* _RECORDS PROVIDED_:

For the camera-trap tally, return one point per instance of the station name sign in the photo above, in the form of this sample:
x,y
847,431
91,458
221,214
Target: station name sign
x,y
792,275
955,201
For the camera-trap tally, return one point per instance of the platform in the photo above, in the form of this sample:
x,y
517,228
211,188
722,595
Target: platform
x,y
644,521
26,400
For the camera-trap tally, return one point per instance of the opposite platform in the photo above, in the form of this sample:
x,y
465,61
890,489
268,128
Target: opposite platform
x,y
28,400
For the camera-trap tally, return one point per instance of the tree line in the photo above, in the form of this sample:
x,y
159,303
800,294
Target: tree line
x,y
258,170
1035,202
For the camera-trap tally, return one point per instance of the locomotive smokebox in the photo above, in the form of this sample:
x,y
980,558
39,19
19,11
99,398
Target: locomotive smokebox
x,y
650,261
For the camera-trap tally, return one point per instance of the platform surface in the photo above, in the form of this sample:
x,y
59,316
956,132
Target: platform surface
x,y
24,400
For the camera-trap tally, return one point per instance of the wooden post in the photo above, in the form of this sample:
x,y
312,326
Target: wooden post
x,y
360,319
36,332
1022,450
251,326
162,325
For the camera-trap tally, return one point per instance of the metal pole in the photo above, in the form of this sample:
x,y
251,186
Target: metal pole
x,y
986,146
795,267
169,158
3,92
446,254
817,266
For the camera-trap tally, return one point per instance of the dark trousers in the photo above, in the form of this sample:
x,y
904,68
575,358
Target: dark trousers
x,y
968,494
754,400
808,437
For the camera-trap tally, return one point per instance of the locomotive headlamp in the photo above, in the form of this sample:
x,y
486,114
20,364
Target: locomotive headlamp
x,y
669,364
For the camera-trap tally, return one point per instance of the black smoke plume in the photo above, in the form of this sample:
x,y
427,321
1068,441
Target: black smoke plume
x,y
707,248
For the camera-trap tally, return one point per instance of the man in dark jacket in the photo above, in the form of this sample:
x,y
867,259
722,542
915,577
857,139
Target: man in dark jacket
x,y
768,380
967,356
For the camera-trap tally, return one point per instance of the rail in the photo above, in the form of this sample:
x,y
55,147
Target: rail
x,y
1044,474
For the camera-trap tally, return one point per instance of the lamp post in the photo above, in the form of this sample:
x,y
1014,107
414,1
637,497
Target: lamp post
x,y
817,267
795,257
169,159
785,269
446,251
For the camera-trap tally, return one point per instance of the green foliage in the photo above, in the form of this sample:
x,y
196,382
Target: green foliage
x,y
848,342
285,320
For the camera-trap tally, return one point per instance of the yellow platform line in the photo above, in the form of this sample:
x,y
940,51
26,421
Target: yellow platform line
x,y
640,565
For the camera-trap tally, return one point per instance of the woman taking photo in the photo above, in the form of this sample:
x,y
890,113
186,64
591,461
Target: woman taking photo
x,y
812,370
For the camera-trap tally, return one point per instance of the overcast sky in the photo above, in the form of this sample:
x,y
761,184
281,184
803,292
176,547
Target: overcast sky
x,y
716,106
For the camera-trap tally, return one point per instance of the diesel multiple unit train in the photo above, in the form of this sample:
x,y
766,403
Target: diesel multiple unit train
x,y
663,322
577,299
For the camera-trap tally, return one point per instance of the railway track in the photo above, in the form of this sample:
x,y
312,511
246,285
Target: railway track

* _TASK TO COMPLETE_: Copy the entries above from the line that contains "of the woman" through the end of the entries, both ends included, swapping "overcast sky" for "cloudy sky" and leaving everything else unchanged.

* _ANSWER IN FULL_:
For the camera-trap tally, return one point per instance of the woman taking photo in the photo above, in the form of this sample:
x,y
890,113
186,64
591,461
Target: woman taking photo
x,y
812,370
For the camera-trap tally, return one point per instance of the cloudy sky in the photo above, in the form of this sample:
x,y
761,184
281,184
803,292
176,547
Target: cloudy sky
x,y
716,106
For the camera-trap tally, return one point per instance of the diesel multiple unit train in the photo above, in the form of this sample:
x,y
766,403
Target: diesel multiple unit train
x,y
663,322
577,299
For the camera-trap tally, return one point per instance of the railway track in the photo above, in the form of this sample:
x,y
312,511
246,285
Target: railway track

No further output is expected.